---- Dataset records

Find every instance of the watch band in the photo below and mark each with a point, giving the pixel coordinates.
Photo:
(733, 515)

--------
---- Dataset records

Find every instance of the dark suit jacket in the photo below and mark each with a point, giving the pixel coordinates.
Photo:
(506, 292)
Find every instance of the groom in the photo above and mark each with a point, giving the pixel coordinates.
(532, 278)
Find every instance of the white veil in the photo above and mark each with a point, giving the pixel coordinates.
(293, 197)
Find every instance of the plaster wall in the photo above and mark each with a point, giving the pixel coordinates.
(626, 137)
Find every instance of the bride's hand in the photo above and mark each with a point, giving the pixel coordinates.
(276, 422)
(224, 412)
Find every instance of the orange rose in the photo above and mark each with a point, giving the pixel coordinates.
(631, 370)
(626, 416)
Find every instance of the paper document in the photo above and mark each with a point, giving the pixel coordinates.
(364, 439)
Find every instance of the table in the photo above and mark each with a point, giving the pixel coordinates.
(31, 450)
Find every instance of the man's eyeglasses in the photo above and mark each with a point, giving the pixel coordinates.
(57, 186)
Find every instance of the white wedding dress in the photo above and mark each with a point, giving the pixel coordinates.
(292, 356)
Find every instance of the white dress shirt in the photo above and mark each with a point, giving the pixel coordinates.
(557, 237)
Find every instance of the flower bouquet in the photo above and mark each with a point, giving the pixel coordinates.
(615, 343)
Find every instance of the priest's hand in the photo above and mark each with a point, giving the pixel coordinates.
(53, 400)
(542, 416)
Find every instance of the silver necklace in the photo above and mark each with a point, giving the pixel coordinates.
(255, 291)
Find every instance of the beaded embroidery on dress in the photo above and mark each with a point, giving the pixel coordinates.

--------

(What to work on)
Format the records as a numbered list, leaving out blank lines, from the line containing "Find every instance of the man's" through the line containing "Find every instance of the beaded", inclusive.

(Task answer)
1. Find every instance of the man's eyeglasses in the photo above and mark each with a point, giving the pixel coordinates.
2. (57, 186)
3. Find every instance of the white wedding dress in the photo above and mark each with a point, giving the pixel coordinates.
4. (292, 356)
5. Find every instance of the white dress shirt in the photo above and mark each with a point, giving the pixel coordinates.
6. (557, 237)
7. Find every instance of the flower bouquet in the photo above and mark each with a point, giving the pixel coordinates.
8. (615, 343)
9. Find every instance of the priest's hand in the photo above and mark each with a point, giving the pixel coordinates.
10. (53, 400)
11. (542, 416)
12. Find every instance of the silver necklace in the photo above and mark each with a point, giving the pixel coordinates.
13. (255, 291)
14. Find every instance of the beaded embroidery on dress in the photo above and mark each with a point, giving the pixel coordinates.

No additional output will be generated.